REQUIREMENT: Copy the stretch of the Vietnam War memoir description from "Duc A Reporter's" through "Germany’slargest publishing house." word for word.

*** EXCERPT PROVIDED

Đức A Reporter's Love For A Wounded People - English Version)

$25.00

Duc A Reporter's Love For A Wounded People: Đức is the Vietnamese word for German, and Đức was Uwe Siemon-Netto’s nickname during his time as a Vietnam War correspondent. Exactly four decades after America’s withdrawal from that conflict, Siemon-Netto has chosen Đức as the title for his book about his five years of covering the war for Germany’slargest publishing house.
In the words of Peter R. Kann, the former publisher of the Wall Street Journal, “Uwe Siemon-Netto, the distinguished German journalist, has written a masterful memoir… He captures, as very few others have, the pathos and absurdities, the combat, cruelties and human cost of a conflict, which -- as he unflinchingly and correctly argues -- the wrong side won.

******
*** LISTED ENTRIES

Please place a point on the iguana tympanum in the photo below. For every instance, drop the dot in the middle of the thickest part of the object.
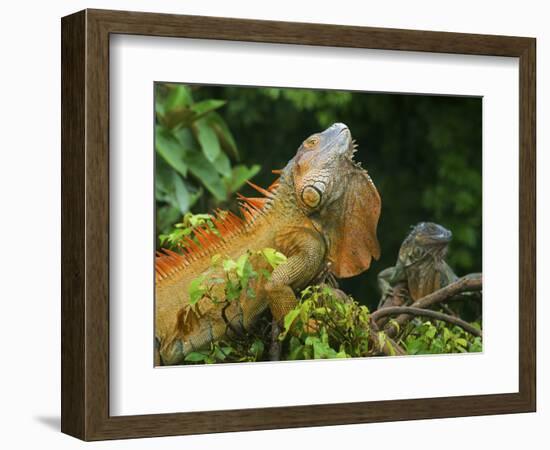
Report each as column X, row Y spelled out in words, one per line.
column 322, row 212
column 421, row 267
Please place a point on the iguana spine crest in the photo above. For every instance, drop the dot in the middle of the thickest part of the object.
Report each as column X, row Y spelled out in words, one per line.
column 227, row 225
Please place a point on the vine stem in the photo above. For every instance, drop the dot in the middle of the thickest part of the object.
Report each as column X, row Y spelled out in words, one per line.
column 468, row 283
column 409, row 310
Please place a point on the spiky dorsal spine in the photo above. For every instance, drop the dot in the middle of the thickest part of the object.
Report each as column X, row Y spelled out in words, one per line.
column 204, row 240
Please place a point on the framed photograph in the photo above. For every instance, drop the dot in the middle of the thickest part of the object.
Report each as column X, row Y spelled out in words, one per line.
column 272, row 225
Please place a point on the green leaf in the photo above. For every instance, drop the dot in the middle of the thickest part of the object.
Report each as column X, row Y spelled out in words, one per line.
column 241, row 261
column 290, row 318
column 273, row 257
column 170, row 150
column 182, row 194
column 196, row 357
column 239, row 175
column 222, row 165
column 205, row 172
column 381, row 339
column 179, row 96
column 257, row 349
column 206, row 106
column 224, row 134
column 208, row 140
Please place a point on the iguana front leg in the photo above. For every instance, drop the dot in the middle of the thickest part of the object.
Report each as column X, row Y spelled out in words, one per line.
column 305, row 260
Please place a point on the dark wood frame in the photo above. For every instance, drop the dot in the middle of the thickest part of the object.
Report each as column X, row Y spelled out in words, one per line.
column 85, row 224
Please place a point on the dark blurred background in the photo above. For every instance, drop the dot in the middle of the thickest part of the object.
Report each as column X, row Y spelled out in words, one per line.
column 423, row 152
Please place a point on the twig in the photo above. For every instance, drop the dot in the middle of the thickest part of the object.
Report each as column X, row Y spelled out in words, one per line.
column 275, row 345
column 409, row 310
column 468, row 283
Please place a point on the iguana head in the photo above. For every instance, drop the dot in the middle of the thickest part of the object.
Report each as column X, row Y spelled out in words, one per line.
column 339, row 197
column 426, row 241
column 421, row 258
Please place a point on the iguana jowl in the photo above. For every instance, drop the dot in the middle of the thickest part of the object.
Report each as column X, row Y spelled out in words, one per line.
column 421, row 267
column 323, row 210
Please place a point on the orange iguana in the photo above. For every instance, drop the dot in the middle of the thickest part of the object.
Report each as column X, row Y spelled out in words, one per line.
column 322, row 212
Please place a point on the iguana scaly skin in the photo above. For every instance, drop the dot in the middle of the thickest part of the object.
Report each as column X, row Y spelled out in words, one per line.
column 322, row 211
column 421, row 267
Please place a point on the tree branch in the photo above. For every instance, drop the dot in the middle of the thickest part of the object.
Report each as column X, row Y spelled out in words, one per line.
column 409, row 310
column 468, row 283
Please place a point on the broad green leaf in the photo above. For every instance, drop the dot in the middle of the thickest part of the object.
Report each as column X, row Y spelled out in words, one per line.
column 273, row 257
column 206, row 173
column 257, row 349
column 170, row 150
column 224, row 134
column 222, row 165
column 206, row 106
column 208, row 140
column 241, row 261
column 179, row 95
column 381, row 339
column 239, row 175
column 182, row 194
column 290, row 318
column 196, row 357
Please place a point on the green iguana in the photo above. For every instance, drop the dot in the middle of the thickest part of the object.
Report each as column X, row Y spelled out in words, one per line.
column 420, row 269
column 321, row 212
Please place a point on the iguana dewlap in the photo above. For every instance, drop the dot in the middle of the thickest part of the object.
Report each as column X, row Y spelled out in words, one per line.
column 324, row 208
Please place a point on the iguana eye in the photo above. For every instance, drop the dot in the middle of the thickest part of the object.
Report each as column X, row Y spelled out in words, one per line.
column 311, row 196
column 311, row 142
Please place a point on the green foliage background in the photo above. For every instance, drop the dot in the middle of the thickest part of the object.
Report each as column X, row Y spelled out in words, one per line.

******

TASK RESULT:
Duc A Reporter's Love For A Wounded People: Đức is the Vietnamese word for German, and Đức was Uwe Siemon-Netto’s nickname during his time as a Vietnam War correspondent. Exactly four decades after America’s withdrawal from that conflict, Siemon-Netto has chosen Đức as the title for his book about his five years of covering the war for Germany’slargest publishing house.